Reading passage:
———
Tuesday, April 15, 2008

Elections, More Montalcino, and More: Being the 148th issue of Cosa Bolle in Pentola

Greetings! The latest things on Italian Food are a look at how the Perini Family, which has a fine deli in Florence's Mercato di San Lorenzo, puts its food on display: if you work carefully you could do something similar the next time you hold a party, buffet, or cookout. Also, a look at some of the wines that impressed me the most at Vinitaly.

Le Elezioni

And though this naturally leads us towards Vinitaly, a quick aside on yesterday's election results. Mr. Berlusconi, the conservative businessman who was prime minister from 2000 to 2005 won handily, and will be leading a center-right to right wing coalition for the next 5 years.

The results are really not a surprise; Mr. Prodi's center-left coalition was a many headed thing that spent most of its time pulling in several different directions at once and got very little done.
———
Data extract:
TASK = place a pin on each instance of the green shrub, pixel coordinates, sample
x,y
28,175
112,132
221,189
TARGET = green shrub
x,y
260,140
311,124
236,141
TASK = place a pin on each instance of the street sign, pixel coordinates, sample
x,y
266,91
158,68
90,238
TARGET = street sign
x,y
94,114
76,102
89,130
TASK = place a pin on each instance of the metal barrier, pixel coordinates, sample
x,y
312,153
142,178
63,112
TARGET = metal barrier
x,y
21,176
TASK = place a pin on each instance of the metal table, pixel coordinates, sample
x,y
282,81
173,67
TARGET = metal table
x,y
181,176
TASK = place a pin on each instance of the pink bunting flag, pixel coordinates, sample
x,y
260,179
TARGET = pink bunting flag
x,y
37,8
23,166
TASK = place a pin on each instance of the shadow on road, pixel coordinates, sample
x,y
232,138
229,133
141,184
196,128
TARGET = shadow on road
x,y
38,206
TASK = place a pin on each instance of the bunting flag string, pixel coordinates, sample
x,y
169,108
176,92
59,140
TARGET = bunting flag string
———
What this task involves:
In the Cosa Bolle in Pentola issue, where is the Perini Family's deli located?

Written response:
In Florence's Mercato di San Lorenzo.